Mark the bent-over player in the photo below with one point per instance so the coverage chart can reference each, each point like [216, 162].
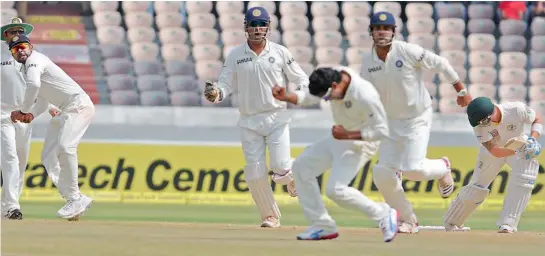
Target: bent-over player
[252, 69]
[48, 83]
[395, 69]
[360, 124]
[15, 136]
[494, 125]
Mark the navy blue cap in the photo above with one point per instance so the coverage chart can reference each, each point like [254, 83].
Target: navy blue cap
[257, 13]
[382, 18]
[18, 39]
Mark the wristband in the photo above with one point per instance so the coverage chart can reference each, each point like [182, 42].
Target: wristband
[537, 127]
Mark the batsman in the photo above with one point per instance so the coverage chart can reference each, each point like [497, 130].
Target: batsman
[502, 130]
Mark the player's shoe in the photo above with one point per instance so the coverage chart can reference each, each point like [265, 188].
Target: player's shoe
[14, 214]
[270, 222]
[408, 227]
[445, 184]
[506, 229]
[314, 233]
[388, 225]
[291, 189]
[75, 207]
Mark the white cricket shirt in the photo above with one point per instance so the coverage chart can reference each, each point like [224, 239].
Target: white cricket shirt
[13, 83]
[47, 82]
[359, 110]
[253, 77]
[516, 120]
[399, 79]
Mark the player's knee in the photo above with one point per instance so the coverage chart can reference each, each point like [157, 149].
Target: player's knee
[384, 176]
[336, 192]
[281, 166]
[255, 171]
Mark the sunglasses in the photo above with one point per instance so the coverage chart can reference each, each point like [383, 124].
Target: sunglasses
[258, 23]
[21, 46]
[16, 32]
[485, 121]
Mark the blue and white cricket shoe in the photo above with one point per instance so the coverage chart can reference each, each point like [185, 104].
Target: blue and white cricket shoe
[314, 233]
[389, 225]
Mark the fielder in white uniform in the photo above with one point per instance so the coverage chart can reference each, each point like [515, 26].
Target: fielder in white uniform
[360, 126]
[15, 137]
[395, 69]
[252, 69]
[48, 83]
[494, 125]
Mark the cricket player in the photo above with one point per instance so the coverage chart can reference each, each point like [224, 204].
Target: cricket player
[15, 137]
[47, 83]
[494, 125]
[252, 69]
[395, 69]
[360, 125]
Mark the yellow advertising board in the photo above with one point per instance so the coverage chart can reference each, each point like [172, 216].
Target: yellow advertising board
[213, 175]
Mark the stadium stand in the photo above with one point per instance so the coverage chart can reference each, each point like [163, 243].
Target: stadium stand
[160, 53]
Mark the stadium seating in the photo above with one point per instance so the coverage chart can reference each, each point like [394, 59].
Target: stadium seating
[160, 53]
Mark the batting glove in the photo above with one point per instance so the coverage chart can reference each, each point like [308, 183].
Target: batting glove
[532, 149]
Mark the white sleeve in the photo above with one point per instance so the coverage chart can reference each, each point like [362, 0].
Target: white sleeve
[33, 76]
[293, 71]
[227, 77]
[431, 61]
[482, 134]
[378, 125]
[526, 114]
[304, 98]
[40, 107]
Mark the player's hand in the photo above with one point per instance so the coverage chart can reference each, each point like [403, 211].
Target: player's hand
[339, 132]
[211, 92]
[21, 117]
[463, 101]
[532, 149]
[279, 93]
[53, 112]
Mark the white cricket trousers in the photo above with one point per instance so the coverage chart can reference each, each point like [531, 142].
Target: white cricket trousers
[519, 189]
[61, 143]
[276, 138]
[406, 151]
[345, 158]
[15, 147]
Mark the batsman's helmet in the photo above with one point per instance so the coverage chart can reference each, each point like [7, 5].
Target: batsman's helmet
[257, 24]
[382, 38]
[479, 111]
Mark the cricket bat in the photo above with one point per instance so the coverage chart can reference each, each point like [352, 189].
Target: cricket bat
[515, 143]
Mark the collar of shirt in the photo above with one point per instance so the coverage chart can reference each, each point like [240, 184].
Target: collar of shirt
[501, 112]
[267, 49]
[392, 52]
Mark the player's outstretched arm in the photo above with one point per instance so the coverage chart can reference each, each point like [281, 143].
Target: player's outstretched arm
[294, 72]
[218, 92]
[433, 62]
[496, 150]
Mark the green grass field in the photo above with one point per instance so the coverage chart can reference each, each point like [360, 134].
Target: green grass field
[160, 229]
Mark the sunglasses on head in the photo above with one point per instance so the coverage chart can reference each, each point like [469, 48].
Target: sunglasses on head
[21, 46]
[258, 23]
[16, 32]
[485, 121]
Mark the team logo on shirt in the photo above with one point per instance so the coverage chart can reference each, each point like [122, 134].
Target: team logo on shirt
[248, 59]
[374, 69]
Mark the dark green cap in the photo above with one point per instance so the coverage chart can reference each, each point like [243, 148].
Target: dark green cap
[479, 109]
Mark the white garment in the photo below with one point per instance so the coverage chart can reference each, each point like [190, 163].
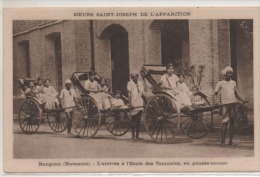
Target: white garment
[184, 94]
[169, 81]
[101, 98]
[67, 97]
[136, 90]
[227, 90]
[91, 85]
[104, 88]
[182, 98]
[50, 97]
[117, 102]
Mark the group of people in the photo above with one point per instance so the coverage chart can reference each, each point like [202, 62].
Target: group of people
[104, 100]
[44, 92]
[176, 86]
[170, 82]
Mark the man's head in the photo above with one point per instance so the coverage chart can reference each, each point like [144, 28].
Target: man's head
[118, 94]
[40, 81]
[227, 72]
[92, 75]
[169, 68]
[31, 84]
[47, 82]
[181, 78]
[68, 84]
[134, 76]
[102, 81]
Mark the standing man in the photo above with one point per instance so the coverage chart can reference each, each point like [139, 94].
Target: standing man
[136, 95]
[68, 97]
[229, 95]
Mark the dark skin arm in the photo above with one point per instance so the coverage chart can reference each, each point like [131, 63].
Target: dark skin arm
[238, 97]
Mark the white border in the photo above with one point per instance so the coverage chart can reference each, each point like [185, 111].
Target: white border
[102, 3]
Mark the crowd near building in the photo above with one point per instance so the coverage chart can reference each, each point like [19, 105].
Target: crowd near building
[55, 49]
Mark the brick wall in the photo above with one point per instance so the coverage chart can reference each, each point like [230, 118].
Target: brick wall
[21, 25]
[208, 44]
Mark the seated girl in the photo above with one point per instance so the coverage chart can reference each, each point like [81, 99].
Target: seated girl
[169, 82]
[32, 90]
[50, 95]
[117, 102]
[102, 86]
[100, 96]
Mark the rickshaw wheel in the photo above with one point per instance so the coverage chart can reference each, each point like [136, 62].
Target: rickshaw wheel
[197, 125]
[57, 120]
[117, 123]
[30, 116]
[161, 118]
[87, 117]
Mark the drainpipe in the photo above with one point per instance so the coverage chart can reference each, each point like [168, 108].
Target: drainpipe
[92, 45]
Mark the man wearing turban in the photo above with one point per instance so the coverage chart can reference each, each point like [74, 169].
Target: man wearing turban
[228, 90]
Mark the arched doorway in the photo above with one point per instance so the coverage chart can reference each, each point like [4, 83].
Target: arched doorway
[118, 37]
[174, 39]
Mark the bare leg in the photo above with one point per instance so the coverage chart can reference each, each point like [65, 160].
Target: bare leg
[69, 115]
[224, 131]
[231, 131]
[133, 127]
[137, 124]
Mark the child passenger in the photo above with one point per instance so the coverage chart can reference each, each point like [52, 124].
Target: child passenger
[117, 101]
[228, 90]
[183, 87]
[50, 95]
[102, 86]
[68, 97]
[32, 90]
[100, 97]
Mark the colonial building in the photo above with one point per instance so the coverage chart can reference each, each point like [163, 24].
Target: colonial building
[55, 49]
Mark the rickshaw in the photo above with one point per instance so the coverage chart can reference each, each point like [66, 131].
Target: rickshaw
[33, 111]
[88, 116]
[163, 119]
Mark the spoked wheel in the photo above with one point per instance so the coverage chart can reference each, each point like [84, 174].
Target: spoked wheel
[87, 118]
[197, 125]
[30, 116]
[161, 118]
[57, 120]
[117, 123]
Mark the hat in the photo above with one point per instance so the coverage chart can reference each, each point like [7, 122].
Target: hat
[68, 81]
[133, 74]
[226, 69]
[169, 65]
[31, 84]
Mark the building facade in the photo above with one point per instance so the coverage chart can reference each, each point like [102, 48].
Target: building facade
[114, 48]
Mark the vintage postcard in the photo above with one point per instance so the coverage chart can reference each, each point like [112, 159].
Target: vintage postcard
[130, 90]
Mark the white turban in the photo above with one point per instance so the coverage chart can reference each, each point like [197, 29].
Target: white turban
[68, 81]
[133, 74]
[226, 69]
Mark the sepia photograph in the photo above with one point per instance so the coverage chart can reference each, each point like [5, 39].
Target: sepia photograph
[132, 90]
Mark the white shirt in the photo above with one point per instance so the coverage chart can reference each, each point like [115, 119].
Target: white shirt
[117, 102]
[136, 90]
[91, 85]
[67, 97]
[169, 81]
[183, 87]
[50, 91]
[227, 89]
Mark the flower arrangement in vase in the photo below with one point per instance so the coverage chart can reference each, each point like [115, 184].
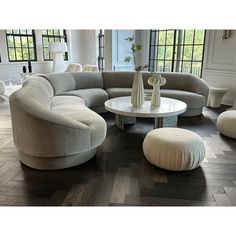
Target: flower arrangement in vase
[137, 94]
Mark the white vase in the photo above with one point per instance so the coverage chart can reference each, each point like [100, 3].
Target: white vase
[156, 81]
[137, 94]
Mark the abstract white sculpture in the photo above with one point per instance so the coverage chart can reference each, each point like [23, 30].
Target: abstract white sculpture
[137, 94]
[156, 81]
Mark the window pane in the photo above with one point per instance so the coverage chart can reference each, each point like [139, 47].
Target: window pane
[161, 52]
[12, 54]
[189, 36]
[30, 41]
[199, 36]
[25, 54]
[10, 41]
[51, 40]
[31, 51]
[169, 52]
[187, 53]
[168, 65]
[17, 41]
[16, 31]
[24, 41]
[19, 54]
[170, 37]
[46, 54]
[196, 68]
[45, 42]
[160, 66]
[197, 55]
[50, 32]
[23, 32]
[162, 36]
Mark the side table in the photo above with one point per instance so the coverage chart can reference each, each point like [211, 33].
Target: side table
[215, 96]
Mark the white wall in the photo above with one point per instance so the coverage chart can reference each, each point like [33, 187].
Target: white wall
[81, 49]
[220, 63]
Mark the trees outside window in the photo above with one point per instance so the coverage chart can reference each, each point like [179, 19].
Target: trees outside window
[177, 51]
[21, 45]
[53, 35]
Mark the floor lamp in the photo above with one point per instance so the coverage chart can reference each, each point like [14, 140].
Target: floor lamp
[58, 48]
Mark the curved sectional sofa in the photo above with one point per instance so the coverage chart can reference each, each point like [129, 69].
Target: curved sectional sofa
[55, 118]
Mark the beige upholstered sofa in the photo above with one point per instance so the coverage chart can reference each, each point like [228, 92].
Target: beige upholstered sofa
[54, 117]
[53, 132]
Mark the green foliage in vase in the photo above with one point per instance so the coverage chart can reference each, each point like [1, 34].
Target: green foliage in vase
[134, 49]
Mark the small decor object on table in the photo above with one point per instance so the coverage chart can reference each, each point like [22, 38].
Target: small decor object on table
[137, 94]
[156, 80]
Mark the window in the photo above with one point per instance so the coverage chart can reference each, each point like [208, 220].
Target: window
[21, 45]
[101, 58]
[177, 50]
[52, 35]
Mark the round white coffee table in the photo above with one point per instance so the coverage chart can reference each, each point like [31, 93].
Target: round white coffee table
[123, 109]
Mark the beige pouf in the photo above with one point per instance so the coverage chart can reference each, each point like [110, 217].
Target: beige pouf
[226, 123]
[174, 149]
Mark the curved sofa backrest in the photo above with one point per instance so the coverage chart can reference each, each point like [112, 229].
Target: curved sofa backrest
[61, 82]
[66, 81]
[174, 80]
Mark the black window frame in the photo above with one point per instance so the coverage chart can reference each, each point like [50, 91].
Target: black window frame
[20, 34]
[54, 36]
[101, 47]
[154, 45]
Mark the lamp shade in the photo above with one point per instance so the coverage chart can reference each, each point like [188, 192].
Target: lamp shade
[57, 47]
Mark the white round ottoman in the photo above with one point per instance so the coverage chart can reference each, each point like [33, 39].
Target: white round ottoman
[226, 123]
[215, 96]
[174, 149]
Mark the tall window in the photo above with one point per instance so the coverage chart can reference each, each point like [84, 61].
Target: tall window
[177, 50]
[21, 45]
[101, 58]
[53, 35]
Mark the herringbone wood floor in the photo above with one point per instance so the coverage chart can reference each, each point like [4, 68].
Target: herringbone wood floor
[119, 174]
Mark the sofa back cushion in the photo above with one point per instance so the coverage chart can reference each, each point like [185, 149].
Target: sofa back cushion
[174, 80]
[61, 82]
[84, 80]
[36, 91]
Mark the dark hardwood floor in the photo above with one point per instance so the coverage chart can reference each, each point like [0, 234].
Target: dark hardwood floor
[119, 174]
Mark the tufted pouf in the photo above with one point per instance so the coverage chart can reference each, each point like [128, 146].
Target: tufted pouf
[226, 123]
[174, 149]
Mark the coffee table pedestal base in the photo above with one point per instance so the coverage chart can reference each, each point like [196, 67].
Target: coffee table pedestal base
[159, 122]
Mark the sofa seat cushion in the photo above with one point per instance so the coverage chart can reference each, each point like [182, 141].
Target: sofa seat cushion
[193, 100]
[75, 108]
[121, 92]
[93, 97]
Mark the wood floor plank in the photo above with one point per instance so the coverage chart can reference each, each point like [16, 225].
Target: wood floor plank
[222, 199]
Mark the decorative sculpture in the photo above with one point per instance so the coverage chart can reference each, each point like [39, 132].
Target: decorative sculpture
[156, 81]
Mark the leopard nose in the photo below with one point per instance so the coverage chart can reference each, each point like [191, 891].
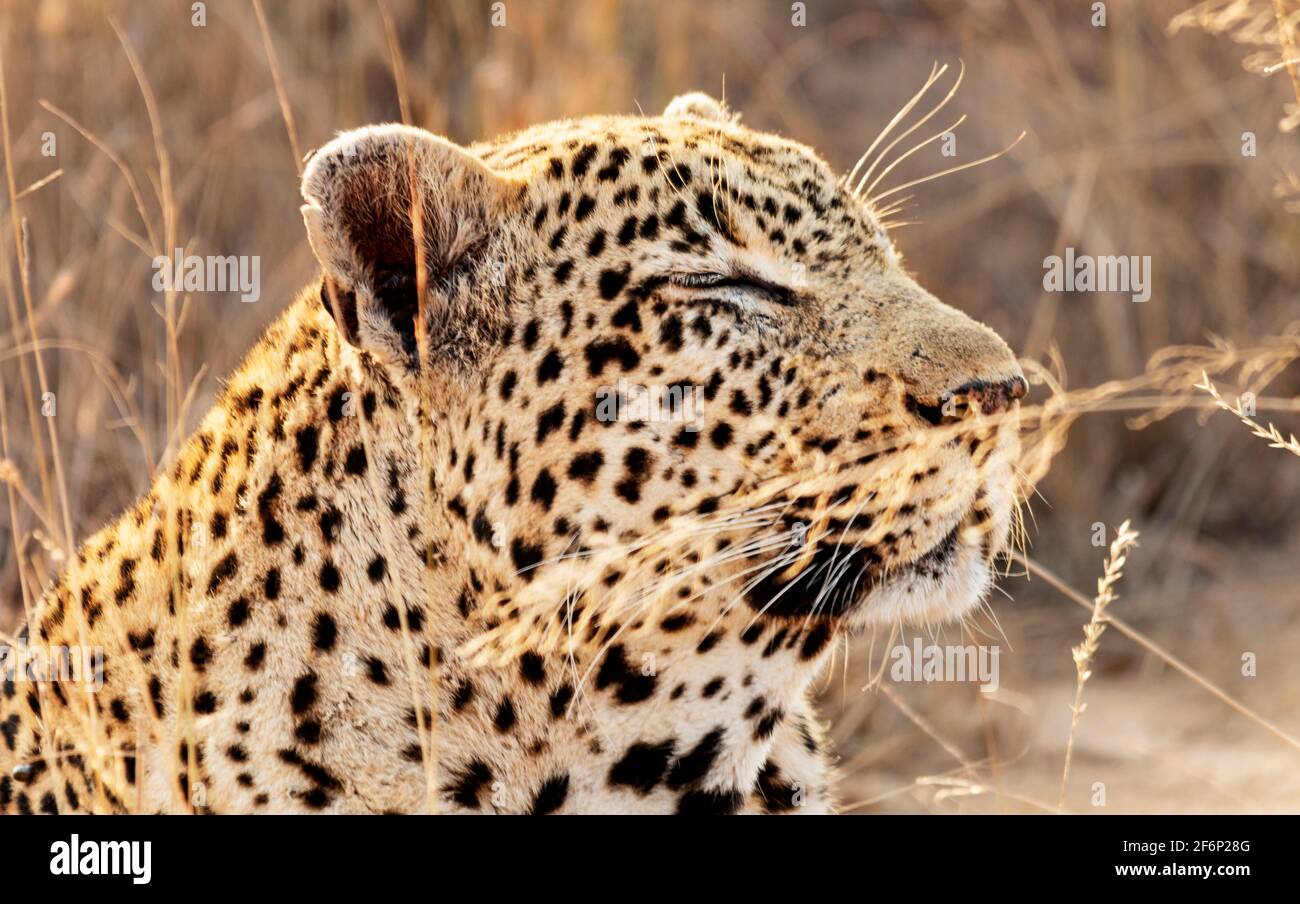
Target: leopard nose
[989, 396]
[993, 397]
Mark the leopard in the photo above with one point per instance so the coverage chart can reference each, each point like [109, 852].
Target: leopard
[432, 550]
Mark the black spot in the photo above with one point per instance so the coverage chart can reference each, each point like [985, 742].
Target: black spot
[722, 435]
[550, 367]
[585, 466]
[505, 718]
[642, 766]
[544, 489]
[304, 693]
[525, 557]
[710, 803]
[200, 653]
[602, 351]
[307, 440]
[550, 796]
[330, 579]
[238, 613]
[694, 766]
[324, 632]
[256, 653]
[550, 420]
[611, 282]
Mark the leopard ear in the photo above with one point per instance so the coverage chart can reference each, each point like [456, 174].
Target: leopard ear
[701, 107]
[368, 191]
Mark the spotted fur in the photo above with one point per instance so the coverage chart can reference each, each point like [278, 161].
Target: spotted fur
[403, 565]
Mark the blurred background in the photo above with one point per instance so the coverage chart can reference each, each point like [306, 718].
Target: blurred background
[1135, 138]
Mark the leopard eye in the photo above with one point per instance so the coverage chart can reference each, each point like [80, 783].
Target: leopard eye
[770, 292]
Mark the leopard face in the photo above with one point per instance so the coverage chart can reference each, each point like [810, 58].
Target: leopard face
[663, 328]
[550, 496]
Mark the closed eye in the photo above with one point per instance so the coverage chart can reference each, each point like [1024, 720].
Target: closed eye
[771, 292]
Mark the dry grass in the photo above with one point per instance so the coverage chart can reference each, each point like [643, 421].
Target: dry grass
[172, 135]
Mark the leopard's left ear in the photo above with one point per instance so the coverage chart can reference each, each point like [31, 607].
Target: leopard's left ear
[368, 193]
[701, 107]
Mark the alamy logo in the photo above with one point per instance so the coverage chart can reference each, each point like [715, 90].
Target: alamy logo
[633, 402]
[241, 273]
[77, 857]
[1083, 272]
[950, 662]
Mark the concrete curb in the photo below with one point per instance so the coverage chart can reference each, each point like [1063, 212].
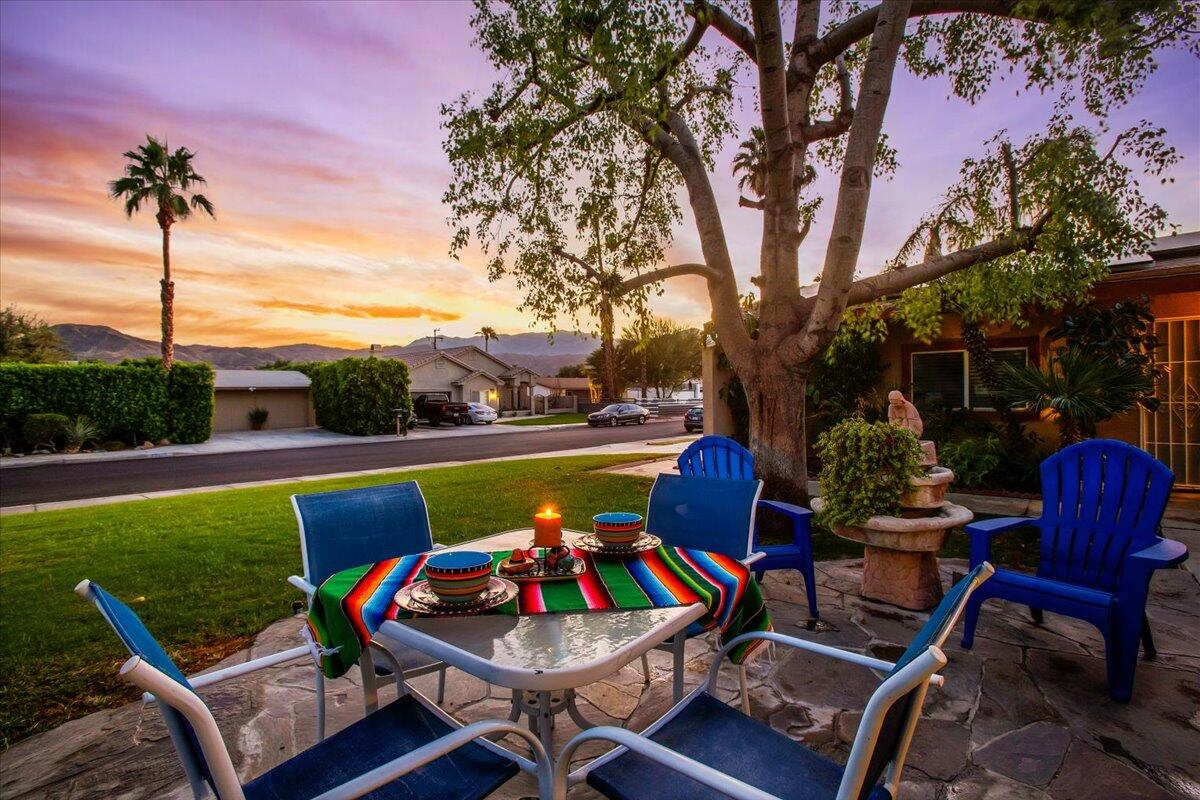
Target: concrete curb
[651, 450]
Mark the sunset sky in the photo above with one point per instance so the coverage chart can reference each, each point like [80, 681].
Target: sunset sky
[317, 127]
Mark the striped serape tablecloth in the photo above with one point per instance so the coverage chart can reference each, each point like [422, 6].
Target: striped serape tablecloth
[352, 605]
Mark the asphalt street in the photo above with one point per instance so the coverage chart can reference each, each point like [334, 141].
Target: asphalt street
[52, 482]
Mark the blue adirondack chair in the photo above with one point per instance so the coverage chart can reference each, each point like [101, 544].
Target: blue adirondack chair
[705, 750]
[343, 529]
[1102, 504]
[723, 457]
[408, 749]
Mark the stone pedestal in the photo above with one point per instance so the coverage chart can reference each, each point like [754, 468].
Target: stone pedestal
[900, 558]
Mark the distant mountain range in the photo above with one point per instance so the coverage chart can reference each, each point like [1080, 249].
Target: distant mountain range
[531, 350]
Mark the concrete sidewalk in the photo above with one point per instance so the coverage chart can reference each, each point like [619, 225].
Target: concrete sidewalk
[252, 440]
[663, 451]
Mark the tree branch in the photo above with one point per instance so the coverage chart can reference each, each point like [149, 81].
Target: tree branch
[726, 25]
[895, 281]
[1014, 198]
[841, 122]
[861, 25]
[663, 274]
[855, 191]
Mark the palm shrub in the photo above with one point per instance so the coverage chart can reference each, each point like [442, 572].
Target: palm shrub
[1079, 388]
[865, 469]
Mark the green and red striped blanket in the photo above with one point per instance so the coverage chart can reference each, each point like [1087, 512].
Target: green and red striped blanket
[351, 606]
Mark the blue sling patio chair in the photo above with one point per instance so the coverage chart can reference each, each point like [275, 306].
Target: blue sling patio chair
[723, 457]
[1102, 504]
[705, 750]
[707, 515]
[349, 528]
[408, 749]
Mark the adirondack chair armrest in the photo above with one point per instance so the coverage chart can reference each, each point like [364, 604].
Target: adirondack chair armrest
[801, 517]
[982, 533]
[1163, 553]
[237, 671]
[303, 585]
[385, 774]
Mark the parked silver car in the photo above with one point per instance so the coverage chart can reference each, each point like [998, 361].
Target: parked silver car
[481, 413]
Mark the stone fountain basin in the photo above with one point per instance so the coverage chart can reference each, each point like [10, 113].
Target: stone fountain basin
[910, 534]
[928, 491]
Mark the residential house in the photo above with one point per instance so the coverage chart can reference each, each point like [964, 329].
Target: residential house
[1168, 275]
[471, 374]
[283, 394]
[551, 395]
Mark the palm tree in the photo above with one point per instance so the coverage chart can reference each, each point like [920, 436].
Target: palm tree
[165, 180]
[750, 164]
[487, 332]
[1079, 388]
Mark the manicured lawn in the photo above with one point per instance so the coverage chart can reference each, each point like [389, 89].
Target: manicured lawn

Required work:
Copy out exactly the lines between the line with "Mark the parked" and the last line of the entries, counting both of those lines.

Task answer:
Mark the parked silver car in the photo above with one point per instance so the coverage chart can reference each, each point like [998, 361].
Target: parked silver car
[481, 413]
Mark the stone fountain basin in the photo above with one point per instance so the coverage chart can reference each, each point like [10, 113].
Target: stone fountain basin
[910, 534]
[928, 491]
Mark the residential house in the photo above with one point per instance so the coverage chart can reference each, each point like [964, 329].
Target: residential house
[1168, 275]
[471, 374]
[283, 394]
[551, 395]
Mark the palm tree in the photo above with one point per instance so the coverage chart can reference each, each point like [920, 436].
Target: palm tree
[165, 180]
[750, 164]
[487, 332]
[1079, 388]
Mark the manicured lawn in the photo above with one point per instance so the coverage chart can reference each, each point like [389, 89].
Target: manicured lawn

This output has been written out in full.